* Work to do
Reproduce verbatim the entries from the line containing "Spot the nose" through the end of the entries, including both of those boundaries.

* Records of labeled points

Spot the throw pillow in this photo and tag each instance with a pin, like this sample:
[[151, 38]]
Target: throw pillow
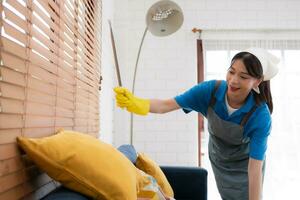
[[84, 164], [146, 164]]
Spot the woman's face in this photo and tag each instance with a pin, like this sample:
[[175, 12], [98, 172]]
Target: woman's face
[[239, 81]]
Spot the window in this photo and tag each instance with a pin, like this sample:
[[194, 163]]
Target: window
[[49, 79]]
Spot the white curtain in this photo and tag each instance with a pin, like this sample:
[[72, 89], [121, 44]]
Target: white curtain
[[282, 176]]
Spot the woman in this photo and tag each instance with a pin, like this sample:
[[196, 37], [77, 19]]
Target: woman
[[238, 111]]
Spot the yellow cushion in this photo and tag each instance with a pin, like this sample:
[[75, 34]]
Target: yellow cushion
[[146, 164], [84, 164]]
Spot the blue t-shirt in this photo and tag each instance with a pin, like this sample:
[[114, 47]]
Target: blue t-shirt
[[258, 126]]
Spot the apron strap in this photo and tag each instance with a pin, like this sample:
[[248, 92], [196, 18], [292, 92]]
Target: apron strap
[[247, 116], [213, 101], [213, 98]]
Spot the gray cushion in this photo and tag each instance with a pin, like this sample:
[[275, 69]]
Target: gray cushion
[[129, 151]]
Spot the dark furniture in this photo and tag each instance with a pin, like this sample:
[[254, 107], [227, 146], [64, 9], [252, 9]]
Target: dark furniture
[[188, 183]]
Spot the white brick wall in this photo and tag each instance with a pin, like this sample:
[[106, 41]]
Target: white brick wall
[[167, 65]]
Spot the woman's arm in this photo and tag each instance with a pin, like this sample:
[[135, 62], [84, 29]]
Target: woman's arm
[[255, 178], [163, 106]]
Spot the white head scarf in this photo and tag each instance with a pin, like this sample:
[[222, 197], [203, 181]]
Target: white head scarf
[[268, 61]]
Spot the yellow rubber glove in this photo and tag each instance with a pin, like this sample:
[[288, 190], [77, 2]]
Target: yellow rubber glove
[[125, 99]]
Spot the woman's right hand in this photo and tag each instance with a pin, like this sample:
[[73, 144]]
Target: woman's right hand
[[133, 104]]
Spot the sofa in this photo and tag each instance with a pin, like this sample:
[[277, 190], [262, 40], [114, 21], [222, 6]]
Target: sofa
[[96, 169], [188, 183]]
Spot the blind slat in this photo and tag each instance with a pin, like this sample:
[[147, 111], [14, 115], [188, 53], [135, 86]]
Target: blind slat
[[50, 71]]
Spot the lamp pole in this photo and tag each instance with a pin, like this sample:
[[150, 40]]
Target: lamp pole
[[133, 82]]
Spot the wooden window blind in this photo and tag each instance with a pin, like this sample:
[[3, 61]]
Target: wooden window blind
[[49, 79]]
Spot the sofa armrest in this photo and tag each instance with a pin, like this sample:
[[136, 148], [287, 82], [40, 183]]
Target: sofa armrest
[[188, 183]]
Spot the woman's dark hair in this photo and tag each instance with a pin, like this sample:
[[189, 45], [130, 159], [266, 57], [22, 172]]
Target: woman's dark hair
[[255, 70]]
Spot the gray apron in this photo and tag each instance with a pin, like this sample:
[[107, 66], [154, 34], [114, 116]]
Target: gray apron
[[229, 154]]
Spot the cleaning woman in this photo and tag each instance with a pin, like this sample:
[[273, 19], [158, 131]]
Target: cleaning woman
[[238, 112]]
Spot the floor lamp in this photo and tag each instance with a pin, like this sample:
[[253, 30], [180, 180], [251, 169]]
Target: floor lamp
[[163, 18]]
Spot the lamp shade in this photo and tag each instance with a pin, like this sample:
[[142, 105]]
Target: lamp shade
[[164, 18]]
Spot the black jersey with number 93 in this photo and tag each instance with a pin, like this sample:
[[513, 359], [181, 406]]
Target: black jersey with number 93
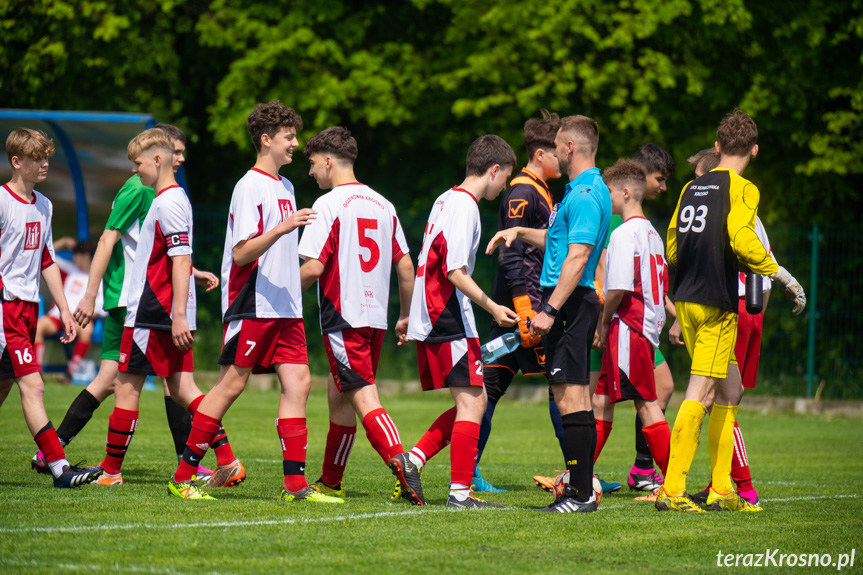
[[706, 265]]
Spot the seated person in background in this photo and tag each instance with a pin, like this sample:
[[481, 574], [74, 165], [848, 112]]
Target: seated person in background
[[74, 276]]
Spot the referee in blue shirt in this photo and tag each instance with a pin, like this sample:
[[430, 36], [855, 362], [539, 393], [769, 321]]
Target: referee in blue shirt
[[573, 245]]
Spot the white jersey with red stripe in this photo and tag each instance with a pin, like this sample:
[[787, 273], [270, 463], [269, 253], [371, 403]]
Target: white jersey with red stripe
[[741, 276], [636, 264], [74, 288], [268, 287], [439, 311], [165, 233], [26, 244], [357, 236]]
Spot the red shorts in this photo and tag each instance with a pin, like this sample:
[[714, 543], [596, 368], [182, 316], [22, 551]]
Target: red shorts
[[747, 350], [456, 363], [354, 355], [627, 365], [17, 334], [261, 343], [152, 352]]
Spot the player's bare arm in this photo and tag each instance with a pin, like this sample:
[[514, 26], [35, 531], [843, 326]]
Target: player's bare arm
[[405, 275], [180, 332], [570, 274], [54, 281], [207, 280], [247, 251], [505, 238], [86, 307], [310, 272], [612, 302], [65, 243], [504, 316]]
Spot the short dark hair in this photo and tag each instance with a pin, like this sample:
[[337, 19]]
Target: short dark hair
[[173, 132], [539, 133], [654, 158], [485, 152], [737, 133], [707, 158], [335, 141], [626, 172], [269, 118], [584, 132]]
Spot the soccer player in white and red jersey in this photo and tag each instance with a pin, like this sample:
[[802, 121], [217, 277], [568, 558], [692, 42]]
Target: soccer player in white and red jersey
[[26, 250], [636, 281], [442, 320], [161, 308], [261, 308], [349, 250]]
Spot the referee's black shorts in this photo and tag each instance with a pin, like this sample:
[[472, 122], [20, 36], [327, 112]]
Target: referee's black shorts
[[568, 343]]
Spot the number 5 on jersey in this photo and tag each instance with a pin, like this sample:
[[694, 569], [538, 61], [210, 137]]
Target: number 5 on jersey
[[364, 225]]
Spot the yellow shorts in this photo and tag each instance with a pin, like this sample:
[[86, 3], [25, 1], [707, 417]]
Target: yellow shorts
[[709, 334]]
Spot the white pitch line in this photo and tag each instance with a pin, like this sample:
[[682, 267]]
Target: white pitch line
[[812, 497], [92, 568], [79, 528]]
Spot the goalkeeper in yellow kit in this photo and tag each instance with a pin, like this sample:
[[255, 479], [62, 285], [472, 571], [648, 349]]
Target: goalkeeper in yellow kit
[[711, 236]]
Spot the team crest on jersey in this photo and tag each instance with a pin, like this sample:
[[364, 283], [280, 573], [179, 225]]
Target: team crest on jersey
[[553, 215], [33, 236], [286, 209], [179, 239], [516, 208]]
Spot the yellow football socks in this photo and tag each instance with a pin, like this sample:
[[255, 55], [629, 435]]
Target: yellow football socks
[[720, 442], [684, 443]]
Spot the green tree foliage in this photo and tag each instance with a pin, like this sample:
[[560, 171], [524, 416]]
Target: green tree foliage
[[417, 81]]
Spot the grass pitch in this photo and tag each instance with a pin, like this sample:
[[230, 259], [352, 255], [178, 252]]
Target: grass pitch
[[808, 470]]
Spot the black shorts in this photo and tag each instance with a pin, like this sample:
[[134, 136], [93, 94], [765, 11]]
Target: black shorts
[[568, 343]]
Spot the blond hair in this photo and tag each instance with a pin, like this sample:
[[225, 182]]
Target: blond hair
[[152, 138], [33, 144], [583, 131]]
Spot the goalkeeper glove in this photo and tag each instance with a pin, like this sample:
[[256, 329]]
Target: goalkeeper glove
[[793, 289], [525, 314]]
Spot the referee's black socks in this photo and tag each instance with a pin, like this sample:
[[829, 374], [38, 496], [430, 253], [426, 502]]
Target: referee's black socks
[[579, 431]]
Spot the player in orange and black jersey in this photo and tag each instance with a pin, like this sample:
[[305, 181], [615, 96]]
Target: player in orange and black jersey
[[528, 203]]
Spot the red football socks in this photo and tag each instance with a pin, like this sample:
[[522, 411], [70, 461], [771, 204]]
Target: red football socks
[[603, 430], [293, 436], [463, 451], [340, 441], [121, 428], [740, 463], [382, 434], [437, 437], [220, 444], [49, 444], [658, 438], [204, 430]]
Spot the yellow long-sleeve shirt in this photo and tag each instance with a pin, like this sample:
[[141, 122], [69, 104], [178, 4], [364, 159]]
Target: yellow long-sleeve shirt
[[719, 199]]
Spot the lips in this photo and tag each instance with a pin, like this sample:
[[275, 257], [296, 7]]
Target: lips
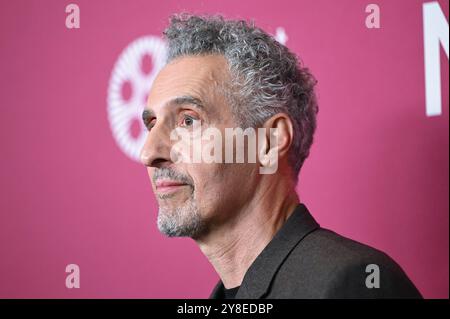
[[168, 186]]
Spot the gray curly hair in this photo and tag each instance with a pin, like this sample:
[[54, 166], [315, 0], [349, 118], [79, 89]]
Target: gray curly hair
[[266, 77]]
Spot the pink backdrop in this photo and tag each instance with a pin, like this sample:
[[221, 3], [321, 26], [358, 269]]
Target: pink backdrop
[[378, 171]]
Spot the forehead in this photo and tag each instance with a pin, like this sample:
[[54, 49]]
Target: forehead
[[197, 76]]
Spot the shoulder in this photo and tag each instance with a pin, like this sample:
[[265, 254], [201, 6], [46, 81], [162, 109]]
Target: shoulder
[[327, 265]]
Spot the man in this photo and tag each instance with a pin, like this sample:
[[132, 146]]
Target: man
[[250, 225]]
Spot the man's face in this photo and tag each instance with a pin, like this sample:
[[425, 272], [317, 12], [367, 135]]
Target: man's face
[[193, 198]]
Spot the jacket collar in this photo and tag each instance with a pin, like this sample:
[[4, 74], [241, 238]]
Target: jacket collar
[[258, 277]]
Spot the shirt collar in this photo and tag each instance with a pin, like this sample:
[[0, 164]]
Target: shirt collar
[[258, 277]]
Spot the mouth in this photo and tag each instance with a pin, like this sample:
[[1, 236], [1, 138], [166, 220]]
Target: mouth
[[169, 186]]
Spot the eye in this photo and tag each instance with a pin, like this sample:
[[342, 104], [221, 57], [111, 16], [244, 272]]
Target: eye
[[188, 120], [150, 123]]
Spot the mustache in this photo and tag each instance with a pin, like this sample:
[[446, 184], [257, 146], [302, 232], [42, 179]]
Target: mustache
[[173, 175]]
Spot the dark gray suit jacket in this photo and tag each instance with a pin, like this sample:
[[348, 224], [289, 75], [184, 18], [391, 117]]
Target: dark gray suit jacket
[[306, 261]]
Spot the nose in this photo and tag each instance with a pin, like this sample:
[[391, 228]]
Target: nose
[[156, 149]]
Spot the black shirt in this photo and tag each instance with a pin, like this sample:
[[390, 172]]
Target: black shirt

* Task response
Spot the nose in this photo and tag each instance with a pin, like this sample:
[[391, 228]]
Target: nose
[[156, 149]]
Spot the black shirt in this photo and tag each instance with a pin, like this sample:
[[390, 172]]
Target: black shirt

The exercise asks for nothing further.